10. Thirdly, it is relevant to note that the hirer C. Venkateswarlu who should be treated as the owner of the vehicle for the purpose of sub-section (2-C) of Section 44 of the Act did not adduce any evidence to the satisfaction of the Authorized Officer that the vehicle was used without his knowledge in the commission of the forest offence. Although the appellant company chose to prefer appeal under sub-section (2-E) of the Act to the learned District Court, quite curiously, the legal representatives of the hirer who died during the pendency of the proceedings before the 2nd respondent were not impleaded as parties to the appeal. They are also not impleaded as parties to the writ petition or to this writ appeal. In the absence of total failure to discharge the burden envisaged under sub-section (2-C) of the Act that the contraband forest produce was transported in the vehicle without the knowledge and/or connivance of the hirer, no exception can be taken either to the confiscation order passed by the 2nd respondent or the orders made by the learned District Judge and learned single Judge of this Court."

8. Inability of department to prosecute guilty Forest Officer also does not in any way help present Petitioner. Reference in this respect can be made to Division Bench judgment between Basha Vs. State of Karnataka, reported at 2003 Cri.L.J. 988 of Karnataka High Court. The officers of Excise Department seized Liquor (contraband) from a car. The accused was acquitted in Criminal prosecution and in proceedings for confiscation of car he took defence that departmental proceedings were subservient to judicial proceedings. Department did not accept this and matter came before High Court. The learned single Judge referred the controversy to Division Bench. Division Bench noticed Apex Court ruling Divisional Forest Officer Vs. G. V. Sudhakar, AIR 1986 SC 328 : 1986 Cri.L.J. 357 & observations of Division Bench in following paragraphs are important:-

"10. Before proceeding further, what we wish to point out is that even though the incident giving rise to the two sets of proceedings is common, that the nature of the two proceedings is different. We shall illustrate from the present two cases as to how this position cannot be overlooked. The issue before the criminal Court was as to whether the accused could be said to be in conscious possession of the contraband or in other words, if the material was found in the vehicle and as not on the person of the accused and if no nexus could be established between the accused and the contraband and criminal Court would on the basis of the law acquit the accused as the offence cannot be said to have been established. Again, if any of the vital ingredients in the chain of facts or circumstances was weak, was lacking or was absent or on the other hand if parts of the record contradict each other or again, if a vital ingredient was missing, the accused would still be acquitted possibly even by default. When it comes to the Departmental adjudication, what is required to be established is whether the contraband was found in the vehicle and having regard to the various presumptions under the statute an order of confiscation would be almost automatic. The nature of the charges, mode of proof and the degree of proof differ and consequently, it would be improper to equate the two proceedings or to even contend that the decision in the criminal proceedings must bind the Departmental adjudication.

● PROBLEM DETAILS
Please answer these questions using the excerpt on vehicle confiscation above.
1. Who is the hirer who should be treated as the owner of the vehicle under sub-section (2-C) of Section 44?
2. What did the officers of the Excise Department seize from a car in Basha Vs. State of Karnataka?
3. Which Apex Court ruling did the Division Bench notice?

● STORED RECORDS
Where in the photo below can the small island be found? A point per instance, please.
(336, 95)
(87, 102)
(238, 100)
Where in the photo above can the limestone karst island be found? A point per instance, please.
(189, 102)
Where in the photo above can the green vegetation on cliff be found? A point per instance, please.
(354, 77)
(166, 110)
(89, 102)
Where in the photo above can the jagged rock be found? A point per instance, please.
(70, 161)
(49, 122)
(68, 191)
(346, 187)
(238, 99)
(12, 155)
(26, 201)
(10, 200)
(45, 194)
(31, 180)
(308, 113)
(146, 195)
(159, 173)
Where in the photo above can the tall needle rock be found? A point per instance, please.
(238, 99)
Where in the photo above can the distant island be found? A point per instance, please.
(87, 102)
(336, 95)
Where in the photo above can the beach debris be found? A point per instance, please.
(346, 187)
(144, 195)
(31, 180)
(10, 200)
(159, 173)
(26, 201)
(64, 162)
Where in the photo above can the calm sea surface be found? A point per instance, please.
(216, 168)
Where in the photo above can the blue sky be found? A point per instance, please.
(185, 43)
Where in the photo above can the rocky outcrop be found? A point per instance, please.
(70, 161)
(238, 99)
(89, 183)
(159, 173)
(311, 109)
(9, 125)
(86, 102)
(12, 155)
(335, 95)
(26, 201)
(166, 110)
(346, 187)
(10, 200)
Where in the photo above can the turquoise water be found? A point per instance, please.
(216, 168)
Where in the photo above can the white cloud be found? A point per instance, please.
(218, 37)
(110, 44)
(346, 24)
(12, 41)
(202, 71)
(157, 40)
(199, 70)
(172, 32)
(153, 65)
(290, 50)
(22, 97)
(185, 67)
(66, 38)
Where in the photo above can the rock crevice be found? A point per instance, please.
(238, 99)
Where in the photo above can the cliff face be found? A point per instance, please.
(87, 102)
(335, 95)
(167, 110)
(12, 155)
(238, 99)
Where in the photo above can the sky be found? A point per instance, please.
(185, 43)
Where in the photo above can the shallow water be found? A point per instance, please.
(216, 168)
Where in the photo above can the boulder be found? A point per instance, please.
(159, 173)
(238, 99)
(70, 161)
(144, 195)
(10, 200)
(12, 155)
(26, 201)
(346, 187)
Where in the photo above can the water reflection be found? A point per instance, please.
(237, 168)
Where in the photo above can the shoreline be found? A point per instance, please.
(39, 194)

● SOLUTION TO THIS EXERCISE
1. C. Venkateswarlu
2. Liquor (contraband)
3. Divisional Forest Officer Vs. G. V. Sudhakar, AIR 1986 SC 328 : 1986 Cri.L.J. 357